There is no situation in medicine where seconds matter more than they do in a cardiac arrest. Every second that CPR and defibrillation are delayed is time that the brain, kidneys, and other vital organs are not being perfused. As our post-arrest interventions – hypothermia, balloon pumps, and so on – get ever more complex, its widely acknowledged that the most potential for improving outcomes is finding ways to initiate BLS faster.

Increasing the number of citizens trained in BLS and installing AED’s in public areas across the country are two ways in which public health officials have to tried to accomplish this goal. Despite these efforts, the life of the patient experiencing the arrest still depends on the hope that a BLS trained bystander sees the arrest and is willing to act. A group in Stockholm is trying to increase the likelihood of that happening by using smartphones to alert volunteers of a nearby arrest, leveraging a large group of good samaritans in the hopes getting help to cardiac arrest victims faster.

The study utilized a custom mobile phone based system integrated with the local emergency response system. When a suspected cardiac arrest call was received, operators would simultaneously activate EMS and the “Mobile Lifesaver Sytem” (MLS). Volunteers within the MLS carried mobile phones whose locations were tracked. When the Mobile Responder (MR) was within 500 meters of the arrest, a text message and automated call alerted this BLS-trained individual.

The results were pretty dramatic. A total of 92 activations occurred and in 45% of those, the MR beat EMS to the scene. In the true cardiac arrests (40%), the MR beat EMS to the scene 56% of the time. Among these, the MR initiated CPR 30% of the time, which amounted to 17% of all true cardiac arrests.

Information shown:
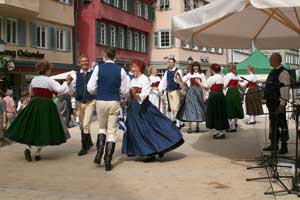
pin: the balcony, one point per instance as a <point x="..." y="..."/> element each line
<point x="20" y="7"/>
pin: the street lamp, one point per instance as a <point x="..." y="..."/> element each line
<point x="190" y="60"/>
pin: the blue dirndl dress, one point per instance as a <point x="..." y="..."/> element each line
<point x="149" y="132"/>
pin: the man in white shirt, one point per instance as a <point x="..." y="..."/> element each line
<point x="107" y="82"/>
<point x="171" y="82"/>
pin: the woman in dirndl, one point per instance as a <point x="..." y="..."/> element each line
<point x="39" y="123"/>
<point x="154" y="96"/>
<point x="194" y="108"/>
<point x="233" y="97"/>
<point x="216" y="117"/>
<point x="253" y="97"/>
<point x="149" y="132"/>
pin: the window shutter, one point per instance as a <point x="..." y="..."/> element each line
<point x="22" y="32"/>
<point x="156" y="39"/>
<point x="98" y="32"/>
<point x="68" y="40"/>
<point x="51" y="38"/>
<point x="143" y="9"/>
<point x="33" y="35"/>
<point x="108" y="35"/>
<point x="131" y="6"/>
<point x="147" y="43"/>
<point x="151" y="13"/>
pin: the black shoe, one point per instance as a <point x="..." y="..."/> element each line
<point x="219" y="136"/>
<point x="84" y="145"/>
<point x="38" y="158"/>
<point x="150" y="159"/>
<point x="100" y="148"/>
<point x="283" y="149"/>
<point x="27" y="155"/>
<point x="109" y="152"/>
<point x="89" y="141"/>
<point x="270" y="148"/>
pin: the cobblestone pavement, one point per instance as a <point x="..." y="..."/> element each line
<point x="200" y="169"/>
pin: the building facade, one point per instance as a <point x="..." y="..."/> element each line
<point x="165" y="44"/>
<point x="124" y="24"/>
<point x="35" y="31"/>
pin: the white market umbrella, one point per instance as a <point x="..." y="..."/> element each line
<point x="269" y="24"/>
<point x="63" y="76"/>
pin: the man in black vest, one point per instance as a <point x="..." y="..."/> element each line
<point x="171" y="82"/>
<point x="276" y="96"/>
<point x="108" y="82"/>
<point x="86" y="103"/>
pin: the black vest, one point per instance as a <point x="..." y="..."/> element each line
<point x="81" y="87"/>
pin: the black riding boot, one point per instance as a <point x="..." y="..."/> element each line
<point x="109" y="152"/>
<point x="84" y="147"/>
<point x="283" y="149"/>
<point x="100" y="148"/>
<point x="89" y="141"/>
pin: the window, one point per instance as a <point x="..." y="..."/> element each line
<point x="41" y="36"/>
<point x="11" y="31"/>
<point x="136" y="41"/>
<point x="187" y="5"/>
<point x="204" y="49"/>
<point x="146" y="11"/>
<point x="143" y="42"/>
<point x="165" y="39"/>
<point x="60" y="39"/>
<point x="113" y="35"/>
<point x="66" y="1"/>
<point x="103" y="32"/>
<point x="116" y="3"/>
<point x="125" y="5"/>
<point x="121" y="38"/>
<point x="220" y="51"/>
<point x="139" y="7"/>
<point x="164" y="4"/>
<point x="130" y="40"/>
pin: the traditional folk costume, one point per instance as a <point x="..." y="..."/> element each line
<point x="276" y="96"/>
<point x="86" y="105"/>
<point x="107" y="82"/>
<point x="154" y="96"/>
<point x="39" y="123"/>
<point x="234" y="100"/>
<point x="149" y="132"/>
<point x="170" y="83"/>
<point x="253" y="99"/>
<point x="194" y="108"/>
<point x="216" y="117"/>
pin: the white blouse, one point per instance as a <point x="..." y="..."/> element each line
<point x="189" y="76"/>
<point x="49" y="83"/>
<point x="144" y="83"/>
<point x="214" y="79"/>
<point x="230" y="76"/>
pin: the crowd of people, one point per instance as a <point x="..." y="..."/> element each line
<point x="153" y="124"/>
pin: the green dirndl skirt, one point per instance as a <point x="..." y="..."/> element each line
<point x="234" y="104"/>
<point x="38" y="124"/>
<point x="216" y="117"/>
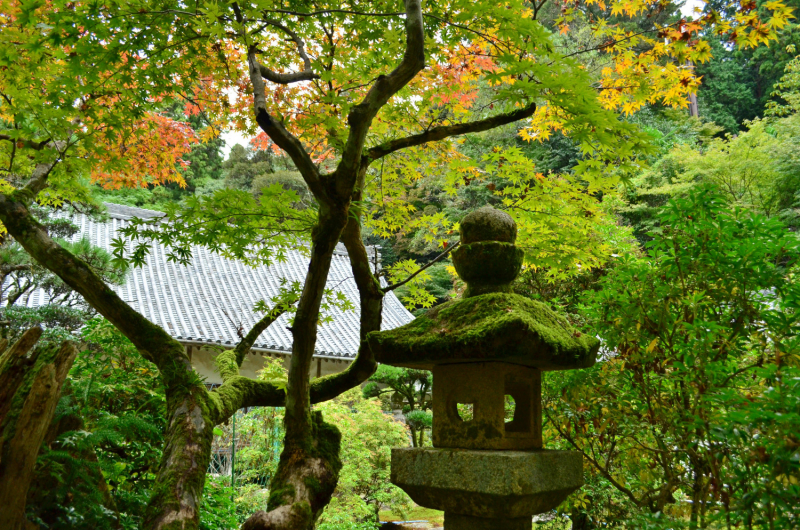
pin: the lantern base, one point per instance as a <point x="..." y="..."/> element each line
<point x="499" y="485"/>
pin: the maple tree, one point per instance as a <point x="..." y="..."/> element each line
<point x="365" y="98"/>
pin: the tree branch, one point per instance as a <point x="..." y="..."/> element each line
<point x="446" y="131"/>
<point x="360" y="117"/>
<point x="435" y="260"/>
<point x="278" y="133"/>
<point x="247" y="342"/>
<point x="154" y="343"/>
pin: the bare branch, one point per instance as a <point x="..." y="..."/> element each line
<point x="434" y="260"/>
<point x="278" y="133"/>
<point x="361" y="116"/>
<point x="247" y="342"/>
<point x="305" y="75"/>
<point x="438" y="133"/>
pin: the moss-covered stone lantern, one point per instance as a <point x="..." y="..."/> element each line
<point x="484" y="470"/>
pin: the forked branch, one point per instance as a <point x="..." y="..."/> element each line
<point x="445" y="131"/>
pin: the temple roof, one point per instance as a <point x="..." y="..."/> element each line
<point x="210" y="299"/>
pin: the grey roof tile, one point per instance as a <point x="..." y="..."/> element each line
<point x="207" y="300"/>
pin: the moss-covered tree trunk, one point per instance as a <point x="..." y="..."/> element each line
<point x="176" y="498"/>
<point x="30" y="386"/>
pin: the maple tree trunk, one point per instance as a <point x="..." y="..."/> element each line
<point x="309" y="465"/>
<point x="30" y="387"/>
<point x="176" y="497"/>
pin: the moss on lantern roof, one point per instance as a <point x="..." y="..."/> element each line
<point x="490" y="327"/>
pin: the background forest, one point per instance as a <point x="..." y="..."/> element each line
<point x="686" y="267"/>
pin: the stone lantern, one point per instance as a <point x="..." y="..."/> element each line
<point x="487" y="471"/>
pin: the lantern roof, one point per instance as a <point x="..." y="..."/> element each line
<point x="496" y="326"/>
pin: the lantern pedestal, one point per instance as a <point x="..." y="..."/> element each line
<point x="487" y="489"/>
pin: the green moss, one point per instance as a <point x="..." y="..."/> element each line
<point x="488" y="266"/>
<point x="278" y="495"/>
<point x="488" y="224"/>
<point x="490" y="327"/>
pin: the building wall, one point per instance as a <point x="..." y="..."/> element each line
<point x="203" y="363"/>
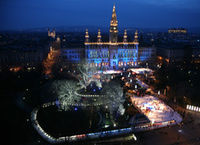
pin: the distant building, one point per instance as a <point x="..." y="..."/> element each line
<point x="177" y="31"/>
<point x="114" y="54"/>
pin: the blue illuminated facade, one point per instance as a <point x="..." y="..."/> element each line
<point x="112" y="54"/>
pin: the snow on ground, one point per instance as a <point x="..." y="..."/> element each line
<point x="156" y="110"/>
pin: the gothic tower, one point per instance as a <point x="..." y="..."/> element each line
<point x="113" y="27"/>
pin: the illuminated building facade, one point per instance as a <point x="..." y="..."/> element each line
<point x="178" y="30"/>
<point x="112" y="54"/>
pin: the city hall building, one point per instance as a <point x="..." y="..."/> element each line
<point x="112" y="54"/>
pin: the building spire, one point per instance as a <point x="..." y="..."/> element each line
<point x="99" y="36"/>
<point x="86" y="36"/>
<point x="125" y="36"/>
<point x="113" y="27"/>
<point x="136" y="36"/>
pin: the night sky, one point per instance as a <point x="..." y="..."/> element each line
<point x="26" y="14"/>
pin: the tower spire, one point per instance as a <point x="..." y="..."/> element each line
<point x="136" y="36"/>
<point x="99" y="36"/>
<point x="125" y="36"/>
<point x="113" y="27"/>
<point x="86" y="36"/>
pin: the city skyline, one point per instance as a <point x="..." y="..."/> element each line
<point x="21" y="15"/>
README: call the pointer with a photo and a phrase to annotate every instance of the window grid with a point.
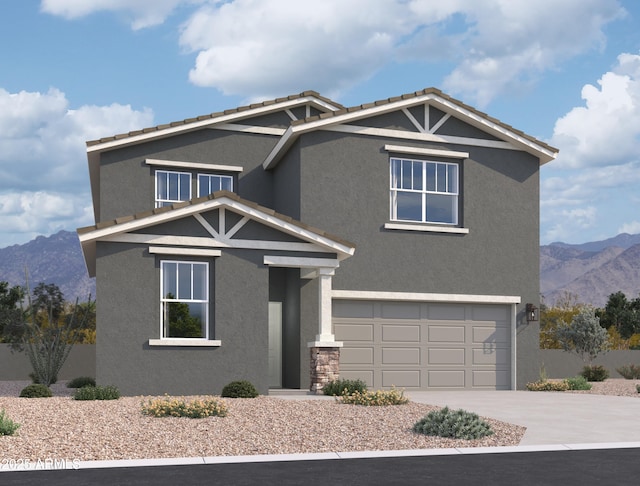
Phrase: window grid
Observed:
(172, 187)
(170, 280)
(413, 180)
(208, 184)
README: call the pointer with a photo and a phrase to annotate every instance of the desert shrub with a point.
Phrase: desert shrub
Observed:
(375, 398)
(630, 372)
(81, 381)
(239, 389)
(546, 385)
(108, 392)
(7, 426)
(179, 407)
(344, 387)
(578, 383)
(595, 373)
(457, 424)
(36, 390)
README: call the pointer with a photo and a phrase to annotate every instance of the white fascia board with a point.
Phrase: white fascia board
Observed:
(260, 110)
(165, 250)
(193, 165)
(403, 149)
(300, 262)
(208, 205)
(425, 297)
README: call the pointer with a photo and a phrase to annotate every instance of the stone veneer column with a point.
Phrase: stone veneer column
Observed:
(325, 367)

Tasks to perform:
1. Answer these from the text on smartphone alerts for cardiac arrest:
(a) In what city is the group running the smartphone alert effort based?
(b) Within what distance of the arrest did a Mobile Responder have to be to get an alert?
(c) How many activations occurred in total?
2. Repeat the part of the smartphone-alert text starting with "The results were" and going on through "true cardiac arrests.".

Answer set:
1.
(a) Stockholm
(b) 500 meters
(c) 92

2.
The results were pretty dramatic. A total of 92 activations occurred and in 45% of those, the MR beat EMS to the scene. In the true cardiac arrests (40%), the MR beat EMS to the scene 56% of the time. Among these, the MR initiated CPR 30% of the time, which amounted to 17% of all true cardiac arrests.